- [CONJUNTO DE TAREFAS]
A – No trecho da entrevista sobre memória e internet, por que o entrevistado acha bom, de modo geral, usar ferramentas externas? Responda em uma a três frases.
B – Dê continuidade ao trecho da entrevista sobre memória e internet a partir da última frase mostrada.
┌─ TRECHO APRESENTADO
Aconteceu isso na crise das
empresas ponto-com e agora
está acontecendo com a crise
das hipotecas "subprime". Em
nenhuma delas as pessoas pararam para pensar que o dinheiro teria de acabar alguma
hora. Os primeiros a entrarem
no plano podem mesmo fazem
dinheiro, mas as pessoas no fim
da linha não vão conseguir,
porque os recursos se acabam.
FOLHA - Quando o sr. fala sobre
memória, dá como exemplo o fato
de que, infelizmente, a evolução
não criou em nosso cérebro um mecanismo para procurar informações
arquivadas. O sr. acha que o advento da internet e do Google, afinal,
pode mudar a maneira com que as
pessoas lidam com a memória?
MARCUS - Acho que isso já está
acontecendo. Antes as pessoas
provavelmente contariam com
sua própria memória, e hoje a
internet pode substituí-la. Mas,
na verdade, livros fazem a mesma coisa. Livros de referência,
em particular, servem como
substitutos para a memória há
séculos. Acho que há risco de
que as pessoas, se recorrerem
inteiramente a máquinas, possam perder suas habilidades
naturais. Hoje usam-se máquinas para fazer aritmética, e
acho uma pena que as crianças
de hoje não consigam fazer
aritmética como nós fazíamos.
Mas, de um modo geral, acredito, é bom usar ferramentas
externas. Essa é a mesma razão
pela qual fabricamos martelos,
carros etc.: eles nos trazem habilidades que não temos. A internet torna muito mais fácil
adquirir informação. Acho que
devemos aproveitar isso e poupar as crianças de passarem
muito tempo decorando coisas,
e ensiná-las um pouco mais sobre nossas limitações.
└─
┌─ DADOS FORNECIDOS
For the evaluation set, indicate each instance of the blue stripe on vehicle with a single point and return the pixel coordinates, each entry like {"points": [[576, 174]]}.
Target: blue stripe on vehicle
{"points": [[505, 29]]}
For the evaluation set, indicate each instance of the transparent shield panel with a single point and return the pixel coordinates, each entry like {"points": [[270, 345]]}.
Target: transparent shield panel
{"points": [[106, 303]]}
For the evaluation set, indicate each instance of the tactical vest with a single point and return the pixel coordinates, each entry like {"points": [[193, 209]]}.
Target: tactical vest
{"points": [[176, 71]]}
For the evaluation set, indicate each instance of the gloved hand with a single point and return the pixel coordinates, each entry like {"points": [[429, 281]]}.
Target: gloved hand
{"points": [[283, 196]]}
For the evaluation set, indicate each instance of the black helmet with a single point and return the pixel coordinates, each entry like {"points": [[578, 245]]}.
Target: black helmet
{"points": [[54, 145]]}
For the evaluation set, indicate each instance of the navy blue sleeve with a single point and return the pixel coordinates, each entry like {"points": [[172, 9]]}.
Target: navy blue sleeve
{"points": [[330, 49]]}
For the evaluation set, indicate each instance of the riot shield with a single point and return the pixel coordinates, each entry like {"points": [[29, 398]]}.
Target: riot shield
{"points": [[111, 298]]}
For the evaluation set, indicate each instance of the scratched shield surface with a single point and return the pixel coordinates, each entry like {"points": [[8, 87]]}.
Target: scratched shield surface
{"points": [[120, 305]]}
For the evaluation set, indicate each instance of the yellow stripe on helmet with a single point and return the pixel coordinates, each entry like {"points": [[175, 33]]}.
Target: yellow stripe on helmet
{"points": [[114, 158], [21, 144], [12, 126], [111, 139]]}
└─
- [RESPOSTAS EM ORDEM]
A – Assim como martelos e carros, essas ferramentas nos dão habilidades que não temos. A internet, por exemplo, torna muito mais fácil adquirir informação, e por isso ele acha que devemos aproveitá-la.

B –
FOLHA - Usar pouco a memória
não poderia tornar as pessoas piores
em lidar com informação também?
MARCUS - Acho que, no pior dos
cenários, poderia, mas não estou muito preocupado. Existe
uma tendência chamada "Efeito Flynn", mostrando que em
média os índices de inteligência estão crescendo, apesar de
algumas habilidades estarem
decrescendo. As pessoas não
são tão hábeis para escrever como eram antes, mas é fato que
as crianças podem encontrar
informações mais facilmente, o
que provavelmente é uma coisa
boa. Nós podemos ensiná-las
melhor a discriminar informações boas e ruins, mas os fatos
disponíveis significam mesmo
que uma pessoa hoje tem em
média um arcabouço de informações melhor do que uma
pessoa de cem anos atrás.
FOLHA - O sr. acredita que efeitos
como o raciocínio por motivação e
viés de confirmação seja hoje uma
praga em ciência? Esse tipo de coisa
está atrapalhando a academia mais
do que antes?
MARCUS - Absolutamente.
Cientistas são pessoas, e pessoas cometem todos os tipos de
erros que eu descrevo no livro.
O único motivo pelo qual a
ciência progride é que há tantas
pessoas trabalhando na área
que idéias ruins alguma hora
acabam sendo substituídas por
idéias boas.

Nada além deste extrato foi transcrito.